ASSIGNED TASK ▸ Convert the entries below into a Markdown table with the columns Row and Entry line, giving each line a row number and skipping blank lines. Begin at the first line of the entries and stop after the line that contains "box: [671, 742, 704, 788]".

=== Section Start ===

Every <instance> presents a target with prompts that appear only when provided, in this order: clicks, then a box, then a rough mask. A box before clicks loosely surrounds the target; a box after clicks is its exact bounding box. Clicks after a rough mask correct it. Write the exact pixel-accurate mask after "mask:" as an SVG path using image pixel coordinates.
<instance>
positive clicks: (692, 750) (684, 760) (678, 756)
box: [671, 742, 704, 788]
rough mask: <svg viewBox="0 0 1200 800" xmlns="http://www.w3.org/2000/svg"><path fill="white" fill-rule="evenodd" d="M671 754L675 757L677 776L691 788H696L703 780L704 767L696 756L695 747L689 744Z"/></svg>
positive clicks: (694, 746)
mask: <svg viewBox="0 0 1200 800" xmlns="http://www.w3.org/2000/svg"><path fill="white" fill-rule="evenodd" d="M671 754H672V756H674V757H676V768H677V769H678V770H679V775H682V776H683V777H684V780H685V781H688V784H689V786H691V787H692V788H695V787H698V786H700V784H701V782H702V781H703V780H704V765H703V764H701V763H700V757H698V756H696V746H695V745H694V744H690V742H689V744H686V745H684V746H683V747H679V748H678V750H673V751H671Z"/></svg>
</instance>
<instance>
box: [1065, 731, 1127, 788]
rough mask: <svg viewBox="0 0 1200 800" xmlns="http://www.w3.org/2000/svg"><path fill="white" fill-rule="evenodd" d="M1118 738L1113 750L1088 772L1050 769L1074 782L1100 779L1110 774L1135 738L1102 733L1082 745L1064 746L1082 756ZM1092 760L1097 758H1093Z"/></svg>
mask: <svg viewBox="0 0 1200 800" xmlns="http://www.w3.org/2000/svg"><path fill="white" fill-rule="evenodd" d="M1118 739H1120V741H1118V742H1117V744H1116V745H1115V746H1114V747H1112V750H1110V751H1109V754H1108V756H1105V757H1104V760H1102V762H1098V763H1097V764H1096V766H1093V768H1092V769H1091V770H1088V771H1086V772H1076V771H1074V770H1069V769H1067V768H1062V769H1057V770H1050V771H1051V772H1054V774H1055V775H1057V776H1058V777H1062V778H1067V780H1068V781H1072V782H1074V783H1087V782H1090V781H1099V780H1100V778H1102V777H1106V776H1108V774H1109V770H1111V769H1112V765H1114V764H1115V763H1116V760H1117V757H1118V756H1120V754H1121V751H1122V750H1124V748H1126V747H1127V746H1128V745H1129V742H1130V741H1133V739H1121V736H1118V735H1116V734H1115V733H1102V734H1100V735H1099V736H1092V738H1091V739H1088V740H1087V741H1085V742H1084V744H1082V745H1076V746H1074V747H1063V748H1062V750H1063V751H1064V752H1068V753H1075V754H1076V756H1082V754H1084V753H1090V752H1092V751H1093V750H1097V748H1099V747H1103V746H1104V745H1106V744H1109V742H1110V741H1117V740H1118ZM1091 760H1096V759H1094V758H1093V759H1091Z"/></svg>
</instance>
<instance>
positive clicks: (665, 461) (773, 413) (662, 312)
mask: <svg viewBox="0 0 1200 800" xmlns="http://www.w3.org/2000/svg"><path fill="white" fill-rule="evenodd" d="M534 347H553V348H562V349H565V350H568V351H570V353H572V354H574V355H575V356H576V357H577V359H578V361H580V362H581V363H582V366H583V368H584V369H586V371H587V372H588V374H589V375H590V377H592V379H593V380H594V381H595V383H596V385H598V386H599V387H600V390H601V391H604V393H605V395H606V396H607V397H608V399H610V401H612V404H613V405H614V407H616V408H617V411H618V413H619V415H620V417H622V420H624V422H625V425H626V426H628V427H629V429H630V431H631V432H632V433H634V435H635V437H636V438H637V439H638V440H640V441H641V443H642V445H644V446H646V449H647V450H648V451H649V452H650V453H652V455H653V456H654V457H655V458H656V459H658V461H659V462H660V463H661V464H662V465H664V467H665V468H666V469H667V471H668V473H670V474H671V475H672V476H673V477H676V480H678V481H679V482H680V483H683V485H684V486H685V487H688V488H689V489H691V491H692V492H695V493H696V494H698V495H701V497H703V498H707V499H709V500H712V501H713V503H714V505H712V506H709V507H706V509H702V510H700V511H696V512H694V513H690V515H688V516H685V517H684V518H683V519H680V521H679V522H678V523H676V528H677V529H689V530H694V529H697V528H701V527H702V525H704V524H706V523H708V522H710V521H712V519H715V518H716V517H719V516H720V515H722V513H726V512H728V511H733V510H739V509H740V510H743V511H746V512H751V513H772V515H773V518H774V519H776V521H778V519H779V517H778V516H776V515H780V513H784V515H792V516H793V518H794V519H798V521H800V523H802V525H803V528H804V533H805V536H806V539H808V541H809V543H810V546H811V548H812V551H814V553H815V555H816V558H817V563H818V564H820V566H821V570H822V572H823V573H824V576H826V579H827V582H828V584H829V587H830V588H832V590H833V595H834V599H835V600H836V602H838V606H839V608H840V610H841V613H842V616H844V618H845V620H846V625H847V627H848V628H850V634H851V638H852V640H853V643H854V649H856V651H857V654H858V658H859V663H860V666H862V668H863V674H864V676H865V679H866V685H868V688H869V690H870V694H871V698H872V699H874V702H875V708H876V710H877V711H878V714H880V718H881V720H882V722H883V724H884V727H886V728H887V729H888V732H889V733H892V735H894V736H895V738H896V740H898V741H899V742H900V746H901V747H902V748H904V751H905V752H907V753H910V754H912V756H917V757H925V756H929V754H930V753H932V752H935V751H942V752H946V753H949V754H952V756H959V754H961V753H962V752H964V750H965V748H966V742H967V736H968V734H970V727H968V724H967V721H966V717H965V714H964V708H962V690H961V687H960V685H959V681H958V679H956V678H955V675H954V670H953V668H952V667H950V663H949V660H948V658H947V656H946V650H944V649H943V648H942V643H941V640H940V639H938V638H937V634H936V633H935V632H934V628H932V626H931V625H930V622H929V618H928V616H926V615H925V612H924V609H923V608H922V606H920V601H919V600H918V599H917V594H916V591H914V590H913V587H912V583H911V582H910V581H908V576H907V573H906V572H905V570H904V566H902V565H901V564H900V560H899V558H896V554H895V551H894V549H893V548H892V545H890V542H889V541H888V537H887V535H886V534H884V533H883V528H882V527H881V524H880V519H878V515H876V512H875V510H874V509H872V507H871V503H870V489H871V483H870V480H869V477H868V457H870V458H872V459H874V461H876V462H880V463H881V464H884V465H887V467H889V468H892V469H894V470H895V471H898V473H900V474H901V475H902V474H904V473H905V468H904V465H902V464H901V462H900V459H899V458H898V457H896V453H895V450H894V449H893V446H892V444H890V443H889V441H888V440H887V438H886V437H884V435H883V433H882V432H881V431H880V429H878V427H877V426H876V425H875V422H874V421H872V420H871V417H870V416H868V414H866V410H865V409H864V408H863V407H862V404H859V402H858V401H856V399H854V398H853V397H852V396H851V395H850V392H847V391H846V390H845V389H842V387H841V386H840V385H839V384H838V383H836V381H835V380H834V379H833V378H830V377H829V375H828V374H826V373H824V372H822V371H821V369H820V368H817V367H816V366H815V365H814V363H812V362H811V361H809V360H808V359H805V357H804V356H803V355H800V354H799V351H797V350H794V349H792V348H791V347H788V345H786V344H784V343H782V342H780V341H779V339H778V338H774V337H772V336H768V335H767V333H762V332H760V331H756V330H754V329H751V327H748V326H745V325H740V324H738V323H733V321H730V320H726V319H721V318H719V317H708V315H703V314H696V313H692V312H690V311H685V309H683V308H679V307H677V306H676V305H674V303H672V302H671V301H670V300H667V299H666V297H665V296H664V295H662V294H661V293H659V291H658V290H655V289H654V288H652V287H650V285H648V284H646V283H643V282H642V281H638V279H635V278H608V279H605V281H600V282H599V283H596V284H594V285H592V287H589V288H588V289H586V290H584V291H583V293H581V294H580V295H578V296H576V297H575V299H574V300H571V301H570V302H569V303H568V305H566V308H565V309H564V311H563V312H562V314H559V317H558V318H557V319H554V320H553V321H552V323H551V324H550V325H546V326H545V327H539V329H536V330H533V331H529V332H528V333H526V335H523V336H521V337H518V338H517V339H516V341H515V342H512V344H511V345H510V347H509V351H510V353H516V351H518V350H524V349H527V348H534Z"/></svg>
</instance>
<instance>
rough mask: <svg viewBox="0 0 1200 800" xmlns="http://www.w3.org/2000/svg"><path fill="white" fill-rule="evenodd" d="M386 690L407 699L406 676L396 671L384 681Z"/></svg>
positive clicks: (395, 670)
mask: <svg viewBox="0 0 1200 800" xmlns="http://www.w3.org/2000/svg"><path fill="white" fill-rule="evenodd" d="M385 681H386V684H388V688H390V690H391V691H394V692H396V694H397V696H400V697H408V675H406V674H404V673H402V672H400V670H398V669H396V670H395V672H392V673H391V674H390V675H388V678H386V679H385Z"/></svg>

=== Section End ===

SOLUTION FOR THIS TASK ▸
| Row | Entry line |
|---|---|
| 1 | Every <instance> presents a target with prompts that appear only when provided, in this order: clicks, then a box, then a rough mask. A box before clicks loosely surrounds the target; a box after clicks is its exact bounding box. Clicks after a rough mask correct it. Write the exact pixel-accurate mask after "mask:" as an SVG path using image pixel coordinates. |
| 2 | <instance> |
| 3 | positive clicks: (692, 750) (684, 760) (678, 756) |
| 4 | box: [671, 742, 704, 788] |